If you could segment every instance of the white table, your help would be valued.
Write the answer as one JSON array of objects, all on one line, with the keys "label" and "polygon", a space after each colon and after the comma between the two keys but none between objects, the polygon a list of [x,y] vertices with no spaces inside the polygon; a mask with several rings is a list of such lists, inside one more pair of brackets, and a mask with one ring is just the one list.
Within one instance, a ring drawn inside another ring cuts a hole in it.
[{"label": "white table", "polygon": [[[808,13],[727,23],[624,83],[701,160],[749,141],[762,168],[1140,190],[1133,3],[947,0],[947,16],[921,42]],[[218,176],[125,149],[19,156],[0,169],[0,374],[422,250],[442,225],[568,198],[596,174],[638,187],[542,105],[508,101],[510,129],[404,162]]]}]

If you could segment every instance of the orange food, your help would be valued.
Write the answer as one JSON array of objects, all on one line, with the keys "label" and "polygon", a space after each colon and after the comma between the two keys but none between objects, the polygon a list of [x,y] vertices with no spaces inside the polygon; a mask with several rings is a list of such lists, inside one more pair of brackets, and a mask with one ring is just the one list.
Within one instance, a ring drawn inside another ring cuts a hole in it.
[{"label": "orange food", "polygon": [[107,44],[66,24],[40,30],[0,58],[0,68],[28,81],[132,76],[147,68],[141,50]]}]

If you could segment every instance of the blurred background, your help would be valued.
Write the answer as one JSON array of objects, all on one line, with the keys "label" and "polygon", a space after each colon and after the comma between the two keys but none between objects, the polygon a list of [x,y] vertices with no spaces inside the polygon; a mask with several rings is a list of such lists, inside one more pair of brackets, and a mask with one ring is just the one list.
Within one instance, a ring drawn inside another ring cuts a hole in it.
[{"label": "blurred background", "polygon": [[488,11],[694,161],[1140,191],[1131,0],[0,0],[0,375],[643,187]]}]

What to do: Recast every line of the material above as a JSON list of strings, one string per line, leaving out the blank lines.

Output for this exercise:
[
  "If you could segment every instance of the white table, your help would be valued.",
  "Write the answer as one JSON array of objects, all on one line, with the keys \"label\" and \"polygon\", a space after each colon and after the comma between the two keys but none between objects, the polygon a list of [x,y] vertices with no spaces inside the polygon; a mask with several rings is a list of such lists, inside one more pair of brackets, and a mask with one ring is just the one list.",
  "Within one instance, a ring drawn inside another ring cuts a hole in it.",
  "[{\"label\": \"white table\", \"polygon\": [[[808,13],[727,23],[624,83],[701,160],[749,141],[762,168],[1140,190],[1133,3],[947,0],[947,16],[921,42]],[[218,176],[125,149],[19,156],[0,169],[0,374],[422,250],[442,225],[568,198],[596,174],[638,187],[542,105],[508,101],[510,129],[404,162]]]}]",
  "If you could segment every instance of the orange food, your help would be valued.",
  "Write the answer as one JSON array of objects, all on one line, with the keys \"label\" and \"polygon\", a space after each colon and after the comma between the two keys but none between objects, the polygon a list of [x,y] vertices with no spaces inside the polygon; a mask with several rings is a list of such lists, inside one more pair of brackets, and a mask with one ring is just the one list.",
  "Within one instance, a ring drawn inside another ring cuts a hole in it.",
  "[{\"label\": \"orange food\", \"polygon\": [[107,44],[66,24],[40,30],[0,58],[0,68],[28,81],[132,76],[147,68],[141,50]]}]",
  "If you could segment every instance of the blurred background, your help would be valued.",
  "Write the answer as one JSON array of objects, all on one line, with the keys \"label\" and \"polygon\", a space after each colon and after the comma between the two keys but none between objects, the polygon a list of [x,y] vertices with no spaces inside the polygon; a mask with several rings is a list of such lists, inside one more pair of brackets, and a mask with one ring is just the one list.",
  "Within one instance, a ring drawn inside another ring cuts a hole in it.",
  "[{\"label\": \"blurred background\", \"polygon\": [[488,11],[694,161],[1140,191],[1131,0],[0,0],[0,375],[643,187]]}]"
]